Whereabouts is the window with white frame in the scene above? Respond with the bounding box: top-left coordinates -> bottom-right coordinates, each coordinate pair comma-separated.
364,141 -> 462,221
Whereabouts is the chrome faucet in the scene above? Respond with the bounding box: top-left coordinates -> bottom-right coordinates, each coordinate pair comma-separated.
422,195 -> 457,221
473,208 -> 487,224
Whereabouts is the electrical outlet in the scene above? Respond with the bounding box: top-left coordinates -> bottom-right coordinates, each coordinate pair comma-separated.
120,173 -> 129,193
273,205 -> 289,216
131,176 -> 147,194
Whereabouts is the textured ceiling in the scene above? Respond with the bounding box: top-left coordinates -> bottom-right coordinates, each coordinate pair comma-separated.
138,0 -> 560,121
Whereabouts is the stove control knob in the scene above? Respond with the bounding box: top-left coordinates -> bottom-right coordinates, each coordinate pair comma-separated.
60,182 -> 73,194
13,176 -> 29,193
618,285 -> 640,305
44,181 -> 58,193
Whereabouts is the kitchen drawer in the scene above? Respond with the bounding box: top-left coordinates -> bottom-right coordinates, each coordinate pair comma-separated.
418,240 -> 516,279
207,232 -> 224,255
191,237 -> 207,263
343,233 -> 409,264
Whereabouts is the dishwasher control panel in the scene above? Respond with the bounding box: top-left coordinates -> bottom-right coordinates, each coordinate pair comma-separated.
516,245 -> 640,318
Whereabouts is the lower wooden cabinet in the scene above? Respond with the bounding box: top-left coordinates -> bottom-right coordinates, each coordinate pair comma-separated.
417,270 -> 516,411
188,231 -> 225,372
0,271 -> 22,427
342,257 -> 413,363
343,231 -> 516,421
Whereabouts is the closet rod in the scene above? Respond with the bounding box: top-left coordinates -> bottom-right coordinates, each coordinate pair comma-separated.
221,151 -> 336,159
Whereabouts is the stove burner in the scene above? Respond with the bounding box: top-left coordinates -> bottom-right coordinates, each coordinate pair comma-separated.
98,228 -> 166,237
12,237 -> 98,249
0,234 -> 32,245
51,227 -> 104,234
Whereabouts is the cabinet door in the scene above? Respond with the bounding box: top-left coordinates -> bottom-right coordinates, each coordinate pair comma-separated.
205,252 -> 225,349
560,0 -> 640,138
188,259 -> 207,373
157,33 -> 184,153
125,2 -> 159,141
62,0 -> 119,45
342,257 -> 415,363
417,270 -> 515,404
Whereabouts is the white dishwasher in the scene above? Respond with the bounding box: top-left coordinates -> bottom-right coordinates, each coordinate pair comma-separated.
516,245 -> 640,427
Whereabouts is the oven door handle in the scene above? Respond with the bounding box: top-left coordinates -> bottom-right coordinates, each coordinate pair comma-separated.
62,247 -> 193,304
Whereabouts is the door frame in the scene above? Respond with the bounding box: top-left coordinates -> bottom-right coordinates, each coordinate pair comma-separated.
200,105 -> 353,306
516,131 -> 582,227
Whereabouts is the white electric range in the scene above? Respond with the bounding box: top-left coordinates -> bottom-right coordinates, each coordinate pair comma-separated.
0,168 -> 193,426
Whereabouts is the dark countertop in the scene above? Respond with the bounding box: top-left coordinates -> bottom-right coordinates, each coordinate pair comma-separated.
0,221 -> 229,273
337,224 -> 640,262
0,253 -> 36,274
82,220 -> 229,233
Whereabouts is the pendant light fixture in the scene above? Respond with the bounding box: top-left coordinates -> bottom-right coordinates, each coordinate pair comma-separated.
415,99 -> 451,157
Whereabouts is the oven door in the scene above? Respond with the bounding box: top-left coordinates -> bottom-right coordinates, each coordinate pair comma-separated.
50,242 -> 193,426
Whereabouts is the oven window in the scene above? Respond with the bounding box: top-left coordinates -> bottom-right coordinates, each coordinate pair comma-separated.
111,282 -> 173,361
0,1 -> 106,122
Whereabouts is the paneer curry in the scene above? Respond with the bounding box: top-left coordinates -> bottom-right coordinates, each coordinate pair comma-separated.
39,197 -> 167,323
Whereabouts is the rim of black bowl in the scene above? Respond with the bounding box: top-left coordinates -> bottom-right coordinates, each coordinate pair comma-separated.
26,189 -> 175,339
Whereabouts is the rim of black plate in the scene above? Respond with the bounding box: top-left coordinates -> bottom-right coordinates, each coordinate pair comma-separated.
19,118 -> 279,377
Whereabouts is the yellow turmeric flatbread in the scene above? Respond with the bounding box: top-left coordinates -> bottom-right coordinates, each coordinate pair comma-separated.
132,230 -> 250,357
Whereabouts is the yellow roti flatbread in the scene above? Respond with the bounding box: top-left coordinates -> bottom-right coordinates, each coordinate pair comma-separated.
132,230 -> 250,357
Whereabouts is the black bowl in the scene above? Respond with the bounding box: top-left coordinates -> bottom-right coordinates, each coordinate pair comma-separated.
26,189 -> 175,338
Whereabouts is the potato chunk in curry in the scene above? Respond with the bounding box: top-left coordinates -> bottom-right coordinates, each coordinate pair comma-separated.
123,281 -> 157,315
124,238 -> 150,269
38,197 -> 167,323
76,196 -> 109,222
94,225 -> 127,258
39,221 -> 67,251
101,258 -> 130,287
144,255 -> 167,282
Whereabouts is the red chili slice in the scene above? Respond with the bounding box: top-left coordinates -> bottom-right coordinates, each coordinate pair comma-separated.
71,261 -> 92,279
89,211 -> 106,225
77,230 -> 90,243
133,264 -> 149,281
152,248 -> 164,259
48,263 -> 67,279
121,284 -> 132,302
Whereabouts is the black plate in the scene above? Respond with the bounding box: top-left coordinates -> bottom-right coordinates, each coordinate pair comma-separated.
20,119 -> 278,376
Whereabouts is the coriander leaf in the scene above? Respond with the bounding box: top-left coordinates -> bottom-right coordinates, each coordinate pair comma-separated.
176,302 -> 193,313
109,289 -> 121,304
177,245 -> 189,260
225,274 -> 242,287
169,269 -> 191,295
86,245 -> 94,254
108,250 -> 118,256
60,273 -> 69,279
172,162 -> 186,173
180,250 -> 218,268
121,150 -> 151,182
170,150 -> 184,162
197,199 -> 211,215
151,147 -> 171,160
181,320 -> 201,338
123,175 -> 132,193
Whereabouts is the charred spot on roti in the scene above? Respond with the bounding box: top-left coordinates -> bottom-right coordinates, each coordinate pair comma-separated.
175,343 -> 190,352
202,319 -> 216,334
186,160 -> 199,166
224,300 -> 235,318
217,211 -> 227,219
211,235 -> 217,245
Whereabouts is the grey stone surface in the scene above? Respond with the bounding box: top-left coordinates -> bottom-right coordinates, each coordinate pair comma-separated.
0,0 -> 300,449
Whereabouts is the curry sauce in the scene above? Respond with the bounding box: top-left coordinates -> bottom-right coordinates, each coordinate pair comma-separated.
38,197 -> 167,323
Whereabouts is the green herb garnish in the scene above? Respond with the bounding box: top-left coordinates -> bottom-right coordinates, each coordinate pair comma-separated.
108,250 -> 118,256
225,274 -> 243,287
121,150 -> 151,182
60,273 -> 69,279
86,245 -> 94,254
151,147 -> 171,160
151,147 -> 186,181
····················
## DO THIS
Can you return the data from the line holding "Whereabouts is the electrical" to the line holding "516,245 -> 640,318", inclusive, replacing "Whereabouts" with "Where" and leaving everything else unchanged?

## FINAL ANSWER
Where is the electrical outlet in the scene above? Respond with the bounding box: top-left coordinates -> bottom-right coordinates, each coordinate pair comma-separated.
120,173 -> 129,193
273,205 -> 289,216
131,176 -> 147,194
Where is the textured ceiling in the scene above? Respond with the bounding box: top-left coordinates -> bottom-right coordinates, each coordinate pair comma-separated.
138,0 -> 560,121
Where is the stove control knob in the scene above? Respond with the bounding box: top-left coordinates -> bottom-right coordinates, each coordinate pair comma-separated.
60,182 -> 73,194
13,176 -> 29,193
618,285 -> 640,305
44,181 -> 58,193
Where is the kitchen drawer in the scene above? Respond with the bounding box: top-left coordinates -> bottom-right coordinates, each coordinate pair comma-separated.
418,240 -> 516,279
207,232 -> 224,255
191,237 -> 207,263
343,233 -> 409,264
Where is the dishwasher control panel in the scene above? Respond with the bounding box: top-left coordinates -> bottom-right coordinates, each coordinate pair comma-separated.
516,245 -> 640,318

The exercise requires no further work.